Your objective: Exact reproduction is required for all entries.

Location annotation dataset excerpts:

## START

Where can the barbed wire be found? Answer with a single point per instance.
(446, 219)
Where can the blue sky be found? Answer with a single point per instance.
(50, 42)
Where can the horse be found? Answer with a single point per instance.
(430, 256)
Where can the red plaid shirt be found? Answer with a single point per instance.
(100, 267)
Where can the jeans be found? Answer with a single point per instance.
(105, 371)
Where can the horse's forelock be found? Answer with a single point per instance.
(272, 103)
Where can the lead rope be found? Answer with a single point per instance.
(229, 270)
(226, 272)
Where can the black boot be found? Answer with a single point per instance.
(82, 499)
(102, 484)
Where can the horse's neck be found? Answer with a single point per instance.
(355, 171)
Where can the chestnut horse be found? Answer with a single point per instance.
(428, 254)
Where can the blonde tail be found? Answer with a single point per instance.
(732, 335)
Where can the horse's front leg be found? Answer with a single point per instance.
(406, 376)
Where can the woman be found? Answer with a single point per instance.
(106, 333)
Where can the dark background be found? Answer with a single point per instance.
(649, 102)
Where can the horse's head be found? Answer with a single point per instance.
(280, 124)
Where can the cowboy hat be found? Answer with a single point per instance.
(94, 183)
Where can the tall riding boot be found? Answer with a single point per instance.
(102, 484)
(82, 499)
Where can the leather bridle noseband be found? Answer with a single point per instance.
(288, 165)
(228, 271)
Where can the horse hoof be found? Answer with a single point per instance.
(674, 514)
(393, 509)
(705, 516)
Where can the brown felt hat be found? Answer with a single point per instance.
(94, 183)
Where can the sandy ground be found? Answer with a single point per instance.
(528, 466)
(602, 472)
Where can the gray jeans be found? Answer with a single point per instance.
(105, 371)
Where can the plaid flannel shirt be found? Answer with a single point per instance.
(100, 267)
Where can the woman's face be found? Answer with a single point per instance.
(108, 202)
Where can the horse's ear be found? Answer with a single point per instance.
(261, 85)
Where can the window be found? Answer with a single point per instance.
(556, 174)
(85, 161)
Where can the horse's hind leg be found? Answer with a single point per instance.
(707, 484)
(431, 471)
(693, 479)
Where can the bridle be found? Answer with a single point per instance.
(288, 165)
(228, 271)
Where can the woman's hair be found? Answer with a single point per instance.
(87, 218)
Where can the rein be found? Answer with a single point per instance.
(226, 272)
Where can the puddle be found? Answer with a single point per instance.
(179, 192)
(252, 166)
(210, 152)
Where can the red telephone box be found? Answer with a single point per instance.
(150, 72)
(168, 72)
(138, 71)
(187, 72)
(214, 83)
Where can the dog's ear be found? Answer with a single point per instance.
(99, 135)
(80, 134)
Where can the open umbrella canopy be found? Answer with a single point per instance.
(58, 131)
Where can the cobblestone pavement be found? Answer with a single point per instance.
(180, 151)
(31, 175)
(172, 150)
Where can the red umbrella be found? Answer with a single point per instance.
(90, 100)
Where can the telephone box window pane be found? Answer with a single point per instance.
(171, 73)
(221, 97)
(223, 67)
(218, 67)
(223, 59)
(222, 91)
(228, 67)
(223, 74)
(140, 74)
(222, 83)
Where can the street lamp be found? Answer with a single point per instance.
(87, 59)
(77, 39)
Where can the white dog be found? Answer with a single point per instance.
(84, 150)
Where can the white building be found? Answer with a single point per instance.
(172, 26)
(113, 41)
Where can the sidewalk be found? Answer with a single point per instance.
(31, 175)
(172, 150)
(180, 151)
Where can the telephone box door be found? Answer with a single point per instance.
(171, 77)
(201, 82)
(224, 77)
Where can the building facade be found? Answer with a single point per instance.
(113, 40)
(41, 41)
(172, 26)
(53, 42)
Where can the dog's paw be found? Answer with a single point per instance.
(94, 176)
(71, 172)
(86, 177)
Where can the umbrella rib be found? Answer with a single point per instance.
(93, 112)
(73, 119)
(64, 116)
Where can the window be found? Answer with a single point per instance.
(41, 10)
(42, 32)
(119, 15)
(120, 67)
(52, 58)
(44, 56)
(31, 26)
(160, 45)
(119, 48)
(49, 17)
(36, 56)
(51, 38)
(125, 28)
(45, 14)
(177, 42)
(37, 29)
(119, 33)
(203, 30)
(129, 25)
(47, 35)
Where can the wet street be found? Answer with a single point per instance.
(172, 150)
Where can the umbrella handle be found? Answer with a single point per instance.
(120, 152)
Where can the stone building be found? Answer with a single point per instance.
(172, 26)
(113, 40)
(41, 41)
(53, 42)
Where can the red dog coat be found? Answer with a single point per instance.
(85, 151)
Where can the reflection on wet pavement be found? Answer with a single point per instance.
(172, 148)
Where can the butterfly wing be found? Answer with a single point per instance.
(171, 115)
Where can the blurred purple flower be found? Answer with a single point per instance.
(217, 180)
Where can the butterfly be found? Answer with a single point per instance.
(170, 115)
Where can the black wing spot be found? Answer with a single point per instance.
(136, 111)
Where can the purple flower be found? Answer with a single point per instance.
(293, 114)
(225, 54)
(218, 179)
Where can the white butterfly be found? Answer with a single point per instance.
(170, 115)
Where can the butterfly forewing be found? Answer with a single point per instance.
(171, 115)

## END

Correct answer:
Where can the barbed wire be found? Answer with a single point per instance.
(446, 219)
Where can the blue sky be found? Answer with a single point per instance.
(50, 42)
Where can the horse be found? Answer with a single point per instance.
(430, 256)
Where can the red plaid shirt be found? Answer with a single point per instance.
(100, 267)
Where can the jeans be found? Answer with a single point per instance.
(105, 371)
Where can the horse's forelock be found? Answer with a single point per instance.
(272, 103)
Where can the lead rope be found? Answer with a single point per instance.
(229, 270)
(226, 272)
Where can the black boot be found? Answer with a single point per instance.
(82, 499)
(102, 484)
Where can the horse's neck be found? Answer with a single point per instance.
(355, 171)
Where can the chestnut horse be found? Answer with a single point per instance.
(428, 254)
Where can the blonde tail be found? Answer with a single point per instance.
(732, 335)
Where can the horse's front leg be found? Answer with a single point per instance.
(406, 376)
Where can the woman be found? Answer with a single point per instance.
(106, 333)
Where can the dark background be found? Answer with a single point per instance.
(649, 102)
Where can the horse's head be found? Answer with a single point per instance.
(280, 124)
Where can the cowboy hat be found? Answer with a single point per instance.
(94, 183)
Where can the tall riding boot be found? Answer with a single point per instance.
(102, 484)
(82, 499)
Where can the leather bridle noseband be found? Answer with a single point per instance.
(288, 165)
(228, 271)
Where can the horse hoof be found? Answer with a single point per instance.
(674, 514)
(393, 509)
(705, 516)
Where can the brown felt hat be found? Answer with a single point per instance.
(94, 183)
Where can the sandy ground be found? Answer with a single point per instance.
(528, 466)
(602, 472)
Where can the gray jeans be found? Answer with a single point per instance.
(105, 371)
Where can the plaid flannel shirt be found? Answer with a single point per instance.
(100, 267)
Where can the woman's face be found? Answer with a single point per instance.
(108, 202)
Where can the horse's ear be found? Answer with a single point per instance.
(261, 85)
Where can the window be found? Answer with a single point per instance.
(556, 174)
(85, 161)
Where can the horse's hind leg be found? Answer with a single point per instance.
(707, 484)
(431, 471)
(693, 479)
Where can the bridle be found? Answer with a single point per instance.
(288, 165)
(228, 271)
Where can the woman's hair be found? Answer with a single point per instance.
(87, 218)
Where can the rein be found? Answer with a single point per instance.
(226, 272)
Where can the puddle be found? Answer with a single point per instance.
(179, 192)
(252, 166)
(210, 152)
Where can the red telephone box be found? Answer with a single point per instance.
(150, 72)
(168, 72)
(138, 71)
(187, 72)
(214, 83)
Where can the dog's ear be found? Answer with a single point per instance.
(99, 135)
(80, 134)
Where can the open umbrella canopy be found? Answer with a single point per instance.
(58, 131)
Where can the cobblestone pavement be found? Answer with a single point per instance.
(180, 151)
(31, 175)
(172, 150)
Where can the red umbrella be found? Answer with a single point per instance.
(90, 100)
Where can the telephone box window pane be found? Answer with a single point per instance.
(171, 73)
(221, 97)
(223, 67)
(218, 67)
(223, 59)
(222, 91)
(228, 67)
(223, 74)
(140, 74)
(222, 83)
Where can the street lamp be found? Answer with a single point per instance.
(87, 59)
(77, 39)
Where can the white dog be found? Answer with a single point per instance.
(84, 150)
Where can the white building be found? Answer with a single point per instance.
(172, 26)
(113, 41)
Where can the sidewalk be found? Answer with a single point per instance.
(31, 175)
(172, 150)
(180, 151)
Where can the telephone box door be found? Answer with a single point per instance.
(171, 77)
(201, 82)
(224, 77)
Where can the building facade be found? Answer with a single point per instance.
(113, 40)
(41, 41)
(172, 26)
(53, 42)
Where can the dog's paw be found? Answer with a single point per instance.
(94, 176)
(71, 172)
(86, 177)
Where can the umbrella rib be found? Answer with a single point per instance.
(93, 112)
(73, 119)
(64, 116)
Where can the window be found? Answer with a single point per instance.
(41, 10)
(42, 32)
(119, 15)
(120, 67)
(52, 58)
(44, 56)
(31, 26)
(160, 45)
(119, 48)
(49, 17)
(36, 56)
(51, 38)
(125, 28)
(45, 14)
(177, 42)
(37, 29)
(119, 33)
(203, 30)
(129, 25)
(47, 35)
Where can the wet street be found? Answer with a single point per instance.
(172, 150)
Where can the umbrella handle be found? Answer with a single point per instance.
(120, 152)
Where can the stone building be found? Answer with a single point per instance.
(172, 26)
(113, 40)
(41, 41)
(53, 42)
Where can the red dog coat be found? Answer with a single point per instance.
(85, 151)
Where can the reflection on wet pavement be found? Answer with a single point per instance.
(172, 148)
Where can the butterfly wing be found? Answer with a single point per instance.
(171, 115)
Where can the blurred purple flower be found? Answer with a single point per instance.
(217, 180)
Where can the butterfly be found? Answer with a single point per instance.
(170, 115)
Where can the black wing spot be found? Answer with a single point per instance.
(136, 111)
Where can the purple flower be found? Answer with a single point per instance.
(293, 114)
(225, 54)
(218, 179)
Where can the white butterfly be found? Answer with a single point per instance.
(170, 115)
Where can the butterfly forewing be found? Answer with a single point per instance.
(171, 115)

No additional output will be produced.